What the task asks -> Looking at each line of the data below, tally those that contain the word "stem" and give only the total.

Input data ->
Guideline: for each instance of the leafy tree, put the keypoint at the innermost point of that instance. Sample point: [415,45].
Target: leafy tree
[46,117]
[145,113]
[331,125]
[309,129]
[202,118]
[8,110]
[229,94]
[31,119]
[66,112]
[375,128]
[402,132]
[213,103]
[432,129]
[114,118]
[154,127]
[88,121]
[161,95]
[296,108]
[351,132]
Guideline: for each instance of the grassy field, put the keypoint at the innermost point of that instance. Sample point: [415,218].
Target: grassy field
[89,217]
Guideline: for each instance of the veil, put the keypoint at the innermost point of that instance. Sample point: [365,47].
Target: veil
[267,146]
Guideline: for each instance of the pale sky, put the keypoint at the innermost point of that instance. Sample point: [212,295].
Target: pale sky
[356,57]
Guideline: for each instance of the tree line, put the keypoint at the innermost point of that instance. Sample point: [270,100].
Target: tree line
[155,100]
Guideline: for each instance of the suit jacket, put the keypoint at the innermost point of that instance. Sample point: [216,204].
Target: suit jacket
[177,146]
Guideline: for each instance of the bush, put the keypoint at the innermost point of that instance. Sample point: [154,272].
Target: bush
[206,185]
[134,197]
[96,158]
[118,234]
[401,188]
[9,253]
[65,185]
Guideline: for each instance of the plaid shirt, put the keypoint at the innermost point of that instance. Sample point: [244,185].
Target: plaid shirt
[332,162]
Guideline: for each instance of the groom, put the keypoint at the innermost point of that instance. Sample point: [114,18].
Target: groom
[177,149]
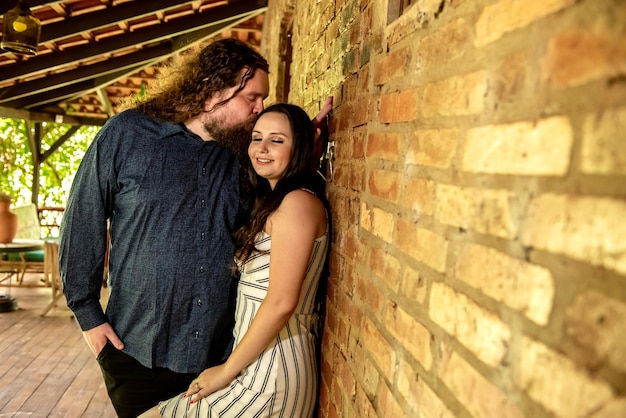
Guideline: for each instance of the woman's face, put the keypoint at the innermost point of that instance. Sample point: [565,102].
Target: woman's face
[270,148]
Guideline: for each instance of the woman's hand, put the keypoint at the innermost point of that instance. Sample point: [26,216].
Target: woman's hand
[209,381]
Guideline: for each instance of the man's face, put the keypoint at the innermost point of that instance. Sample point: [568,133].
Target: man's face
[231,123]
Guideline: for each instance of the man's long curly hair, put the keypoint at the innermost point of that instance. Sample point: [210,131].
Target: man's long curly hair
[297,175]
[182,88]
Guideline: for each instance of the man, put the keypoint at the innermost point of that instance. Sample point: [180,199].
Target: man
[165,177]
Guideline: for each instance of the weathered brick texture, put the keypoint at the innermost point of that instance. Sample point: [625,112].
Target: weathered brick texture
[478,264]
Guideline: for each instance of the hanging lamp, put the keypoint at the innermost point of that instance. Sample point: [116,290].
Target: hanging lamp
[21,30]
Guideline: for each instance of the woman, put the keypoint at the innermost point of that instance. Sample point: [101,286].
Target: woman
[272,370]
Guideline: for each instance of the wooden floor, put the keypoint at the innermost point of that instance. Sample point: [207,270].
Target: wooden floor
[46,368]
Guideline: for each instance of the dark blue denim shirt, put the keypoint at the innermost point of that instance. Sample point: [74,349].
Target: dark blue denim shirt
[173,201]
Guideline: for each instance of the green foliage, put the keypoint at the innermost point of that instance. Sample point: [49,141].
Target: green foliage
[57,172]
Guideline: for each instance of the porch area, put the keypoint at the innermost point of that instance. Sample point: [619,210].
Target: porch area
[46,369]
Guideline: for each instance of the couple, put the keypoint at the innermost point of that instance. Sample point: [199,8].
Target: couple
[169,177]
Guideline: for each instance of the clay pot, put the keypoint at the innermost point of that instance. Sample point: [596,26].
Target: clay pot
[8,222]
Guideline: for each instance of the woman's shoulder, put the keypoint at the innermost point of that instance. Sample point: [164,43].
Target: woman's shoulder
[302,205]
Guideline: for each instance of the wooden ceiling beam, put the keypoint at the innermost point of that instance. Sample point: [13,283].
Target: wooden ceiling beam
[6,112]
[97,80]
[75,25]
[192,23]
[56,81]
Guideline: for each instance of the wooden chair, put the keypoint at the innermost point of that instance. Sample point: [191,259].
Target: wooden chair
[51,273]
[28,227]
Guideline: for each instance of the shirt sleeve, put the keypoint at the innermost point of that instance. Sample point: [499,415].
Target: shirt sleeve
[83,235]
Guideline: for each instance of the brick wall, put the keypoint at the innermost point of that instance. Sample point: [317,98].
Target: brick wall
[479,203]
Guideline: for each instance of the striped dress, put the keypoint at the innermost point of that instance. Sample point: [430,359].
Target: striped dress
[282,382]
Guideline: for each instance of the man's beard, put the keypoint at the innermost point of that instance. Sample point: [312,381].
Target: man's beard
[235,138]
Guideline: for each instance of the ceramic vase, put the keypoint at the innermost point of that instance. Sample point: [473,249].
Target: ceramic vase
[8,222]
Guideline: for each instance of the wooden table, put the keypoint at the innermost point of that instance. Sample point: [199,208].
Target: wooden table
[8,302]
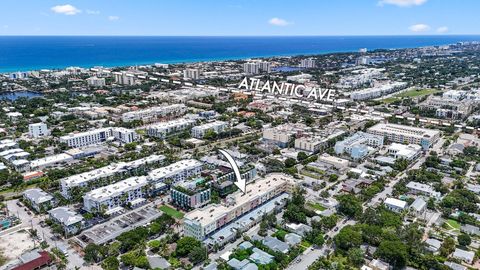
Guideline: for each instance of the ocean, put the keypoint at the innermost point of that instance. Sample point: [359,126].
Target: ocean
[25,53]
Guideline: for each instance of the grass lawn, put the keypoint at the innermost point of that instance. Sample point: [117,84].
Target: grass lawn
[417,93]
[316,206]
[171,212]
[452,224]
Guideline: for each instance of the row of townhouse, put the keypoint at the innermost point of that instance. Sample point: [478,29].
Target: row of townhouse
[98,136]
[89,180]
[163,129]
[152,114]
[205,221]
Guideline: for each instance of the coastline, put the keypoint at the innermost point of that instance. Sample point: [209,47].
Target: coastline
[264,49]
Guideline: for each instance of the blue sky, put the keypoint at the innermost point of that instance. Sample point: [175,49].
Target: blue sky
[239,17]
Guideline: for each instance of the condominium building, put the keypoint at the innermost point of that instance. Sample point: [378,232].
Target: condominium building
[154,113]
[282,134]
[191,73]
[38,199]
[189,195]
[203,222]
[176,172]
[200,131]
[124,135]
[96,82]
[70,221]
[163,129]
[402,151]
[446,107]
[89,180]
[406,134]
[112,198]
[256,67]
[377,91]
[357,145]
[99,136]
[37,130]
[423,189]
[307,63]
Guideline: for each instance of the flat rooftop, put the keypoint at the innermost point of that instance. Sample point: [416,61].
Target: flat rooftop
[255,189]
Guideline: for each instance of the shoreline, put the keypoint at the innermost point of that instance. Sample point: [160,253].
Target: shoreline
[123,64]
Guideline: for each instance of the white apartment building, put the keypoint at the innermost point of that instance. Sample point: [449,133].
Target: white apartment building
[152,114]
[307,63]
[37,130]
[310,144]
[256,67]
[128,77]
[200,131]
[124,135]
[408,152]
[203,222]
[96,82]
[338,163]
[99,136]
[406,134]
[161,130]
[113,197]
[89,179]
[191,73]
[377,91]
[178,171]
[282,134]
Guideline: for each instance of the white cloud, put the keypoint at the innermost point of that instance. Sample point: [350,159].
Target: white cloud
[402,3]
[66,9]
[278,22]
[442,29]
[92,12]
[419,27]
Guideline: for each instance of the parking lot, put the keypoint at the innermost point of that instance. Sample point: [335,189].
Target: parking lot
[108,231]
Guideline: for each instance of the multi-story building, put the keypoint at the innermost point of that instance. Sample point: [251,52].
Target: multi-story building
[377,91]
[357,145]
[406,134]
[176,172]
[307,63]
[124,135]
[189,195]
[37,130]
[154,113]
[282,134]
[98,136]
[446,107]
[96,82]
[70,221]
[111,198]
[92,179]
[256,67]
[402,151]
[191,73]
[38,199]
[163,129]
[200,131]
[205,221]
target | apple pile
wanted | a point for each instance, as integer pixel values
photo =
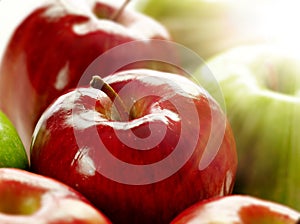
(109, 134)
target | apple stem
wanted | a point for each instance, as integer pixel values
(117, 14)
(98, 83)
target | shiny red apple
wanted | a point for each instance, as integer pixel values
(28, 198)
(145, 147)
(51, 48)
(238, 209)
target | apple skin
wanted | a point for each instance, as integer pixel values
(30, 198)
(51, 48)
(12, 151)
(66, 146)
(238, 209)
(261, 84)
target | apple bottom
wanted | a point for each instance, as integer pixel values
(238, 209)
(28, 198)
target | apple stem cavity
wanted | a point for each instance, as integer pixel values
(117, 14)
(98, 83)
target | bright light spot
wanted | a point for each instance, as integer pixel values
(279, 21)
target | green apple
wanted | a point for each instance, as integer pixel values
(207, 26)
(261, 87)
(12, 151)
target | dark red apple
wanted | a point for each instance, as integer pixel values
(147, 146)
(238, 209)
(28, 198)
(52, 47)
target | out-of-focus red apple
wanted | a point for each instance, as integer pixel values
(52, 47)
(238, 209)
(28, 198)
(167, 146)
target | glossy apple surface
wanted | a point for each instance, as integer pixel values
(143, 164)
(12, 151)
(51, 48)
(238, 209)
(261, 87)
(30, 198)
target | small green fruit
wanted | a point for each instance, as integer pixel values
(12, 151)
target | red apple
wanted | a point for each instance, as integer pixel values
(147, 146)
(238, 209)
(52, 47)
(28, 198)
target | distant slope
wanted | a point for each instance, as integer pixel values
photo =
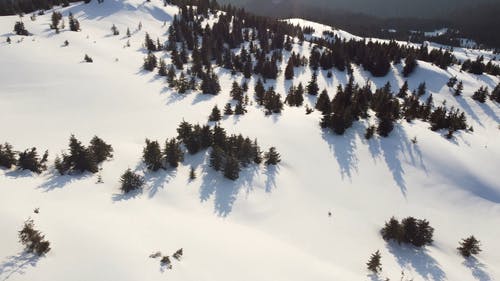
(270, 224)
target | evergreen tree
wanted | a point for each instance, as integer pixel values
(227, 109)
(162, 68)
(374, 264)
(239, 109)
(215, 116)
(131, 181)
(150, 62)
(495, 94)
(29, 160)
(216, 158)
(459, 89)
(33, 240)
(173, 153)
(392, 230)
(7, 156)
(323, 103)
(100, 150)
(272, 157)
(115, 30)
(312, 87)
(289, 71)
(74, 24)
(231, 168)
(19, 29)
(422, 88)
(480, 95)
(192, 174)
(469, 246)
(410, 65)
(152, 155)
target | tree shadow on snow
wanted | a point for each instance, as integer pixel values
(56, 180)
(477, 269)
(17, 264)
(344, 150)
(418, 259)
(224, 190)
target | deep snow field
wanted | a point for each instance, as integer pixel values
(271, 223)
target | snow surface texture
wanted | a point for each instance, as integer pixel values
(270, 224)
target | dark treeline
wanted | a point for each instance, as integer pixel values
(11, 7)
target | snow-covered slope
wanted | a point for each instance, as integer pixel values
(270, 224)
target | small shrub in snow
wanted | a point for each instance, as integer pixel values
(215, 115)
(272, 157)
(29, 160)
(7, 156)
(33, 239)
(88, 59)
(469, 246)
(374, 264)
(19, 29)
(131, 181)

Task output -> 2